Mask labeling samples:
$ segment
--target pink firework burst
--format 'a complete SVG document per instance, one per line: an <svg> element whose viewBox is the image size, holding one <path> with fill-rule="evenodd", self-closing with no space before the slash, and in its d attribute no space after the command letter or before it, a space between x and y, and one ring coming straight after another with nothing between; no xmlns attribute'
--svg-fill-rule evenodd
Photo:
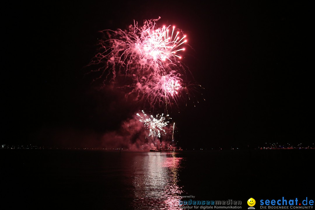
<svg viewBox="0 0 315 210"><path fill-rule="evenodd" d="M149 129L149 136L157 136L160 138L161 133L162 134L165 133L165 128L169 122L166 121L167 119L163 116L163 114L161 116L157 115L156 117L154 117L153 115L148 116L143 110L142 111L142 113L143 114L143 116L138 113L137 113L137 115L140 117L139 121L144 123L145 126ZM166 117L168 116L168 115L166 116Z"/></svg>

§ Directive:
Copy out every line of the material above that contains the string "fill".

§ Exercise output:
--format 'a complete SVG document per instance, one per line: an <svg> element whose viewBox is the image size, holding one <path> with fill-rule="evenodd", self-closing with no space before the slash, and in its d attribute no space after the command letter or before it, a space between x and y, and one ring coming straight after another with nothing between; no xmlns attribute'
--svg-fill-rule evenodd
<svg viewBox="0 0 315 210"><path fill-rule="evenodd" d="M149 129L149 136L157 136L160 138L161 133L162 134L165 133L165 128L169 122L166 121L167 119L163 116L163 114L161 116L157 115L156 117L154 117L153 115L148 116L143 110L142 111L142 113L143 114L143 116L138 113L137 113L137 115L140 117L139 121L144 123L145 126ZM166 117L168 116L168 115L166 116Z"/></svg>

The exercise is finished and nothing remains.